Extrait choisi:
+--
Telle est la dernière phrase de la chronique de Bernard Guetta, sur France Inter, le 8 décembre dernier. Considérant, avec inquiétude, l'incidence des évènements de Grèce sur le plan européen, le journaliste conclut :
"La Grèce demeure un maillon faible de l’Union européenne mais, au-delà de ses handicaps historiques, elle ressemble beaucoup, aussi, au reste des pays de l’Union, avec des systèmes de protection sociale dégradés et en déficit, des régimes de retraite incertains, des privatisations mal admises et deux grands partis dominants, de centre-droit et de centre gauche, que des crises d’identité divisent pendant que s’affirme, dans les rues comme dans les urnes, une gauche radicale, anti-européenne et tribunicienne.
Partout en Europe, le chômage va augmenter. La crise économique porte en elle une crise sociale de grande ampleur.
La Grèce n’est pas seule concernée par ce qui s’y passe."
+--
Données:
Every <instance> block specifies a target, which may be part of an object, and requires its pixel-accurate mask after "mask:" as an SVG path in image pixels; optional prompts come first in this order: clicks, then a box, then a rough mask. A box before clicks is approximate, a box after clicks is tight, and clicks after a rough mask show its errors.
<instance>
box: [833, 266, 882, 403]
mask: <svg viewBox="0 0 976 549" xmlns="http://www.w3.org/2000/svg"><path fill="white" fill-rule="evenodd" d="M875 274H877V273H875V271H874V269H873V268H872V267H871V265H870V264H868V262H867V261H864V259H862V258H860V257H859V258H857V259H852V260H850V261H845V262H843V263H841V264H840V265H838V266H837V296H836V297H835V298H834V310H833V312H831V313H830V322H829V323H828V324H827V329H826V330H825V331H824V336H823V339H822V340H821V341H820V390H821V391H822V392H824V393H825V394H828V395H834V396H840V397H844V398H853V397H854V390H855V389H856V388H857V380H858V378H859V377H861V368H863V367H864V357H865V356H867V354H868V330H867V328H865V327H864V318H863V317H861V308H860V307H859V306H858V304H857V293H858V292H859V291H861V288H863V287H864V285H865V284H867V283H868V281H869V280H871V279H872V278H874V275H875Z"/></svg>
+--
La consigne: Imprimez en entier, mot pour mot, l'extrait sur la Grèce. Les lignes de données ne servent pas ici.

Réponse rédigée:
Telle est la dernière phrase de la chronique de Bernard Guetta, sur France Inter, le 8 décembre dernier. Considérant, avec inquiétude, l'incidence des évènements de Grèce sur le plan européen, le journaliste conclut :
"La Grèce demeure un maillon faible de l’Union européenne mais, au-delà de ses handicaps historiques, elle ressemble beaucoup, aussi, au reste des pays de l’Union, avec des systèmes de protection sociale dégradés et en déficit, des régimes de retraite incertains, des privatisations mal admises et deux grands partis dominants, de centre-droit et de centre gauche, que des crises d’identité divisent pendant que s’affirme, dans les rues comme dans les urnes, une gauche radicale, anti-européenne et tribunicienne.
Partout en Europe, le chômage va augmenter. La crise économique porte en elle une crise sociale de grande ampleur.
La Grèce n’est pas seule concernée par ce qui s’y passe."